DIRECTIONS - Everything from the line containing "box: [243, 48, 320, 177]" through the last line of the records below should be printed exactly, please, and nothing else.

<<<<

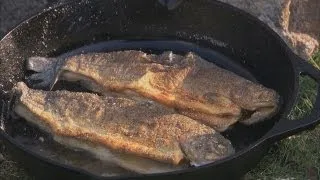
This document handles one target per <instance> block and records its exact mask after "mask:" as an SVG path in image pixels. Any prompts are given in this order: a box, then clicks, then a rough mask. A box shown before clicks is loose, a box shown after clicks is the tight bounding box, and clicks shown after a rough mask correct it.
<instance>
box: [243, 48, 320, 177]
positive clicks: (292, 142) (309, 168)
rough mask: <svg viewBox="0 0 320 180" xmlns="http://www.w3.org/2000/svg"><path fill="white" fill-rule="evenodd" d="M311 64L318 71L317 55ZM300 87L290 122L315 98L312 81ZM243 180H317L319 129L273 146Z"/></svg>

>>>>

SOLUTION BELOW -
box: [243, 48, 320, 177]
positive clicks: (292, 142) (309, 168)
rough mask: <svg viewBox="0 0 320 180" xmlns="http://www.w3.org/2000/svg"><path fill="white" fill-rule="evenodd" d="M311 64L318 71L317 55ZM300 87L290 122L315 98L312 81ZM243 180H317L319 129L273 146Z"/></svg>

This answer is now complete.